THE RECORDS START

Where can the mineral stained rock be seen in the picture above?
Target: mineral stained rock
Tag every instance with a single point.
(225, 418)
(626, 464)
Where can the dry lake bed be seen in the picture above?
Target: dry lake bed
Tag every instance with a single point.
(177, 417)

THE RECORDS END
THE RECORDS START

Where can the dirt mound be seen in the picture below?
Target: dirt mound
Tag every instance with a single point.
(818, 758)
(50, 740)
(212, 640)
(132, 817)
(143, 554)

THE RECORDS END

WORK ITEM.
Of the entries listed above, reproduce only the lines starting at the line containing "Where can the mineral" and ending at the line containing "Target: dry lake bed". Include both, exactly as they stand.

ANSWER AREA.
Where can the mineral stained rock be seen in the picture above?
Target: mineral stained rock
Tag every instance with a single point.
(225, 418)
(626, 464)
Where can the dry lake bed be seen in the picture above?
Target: dry lake bed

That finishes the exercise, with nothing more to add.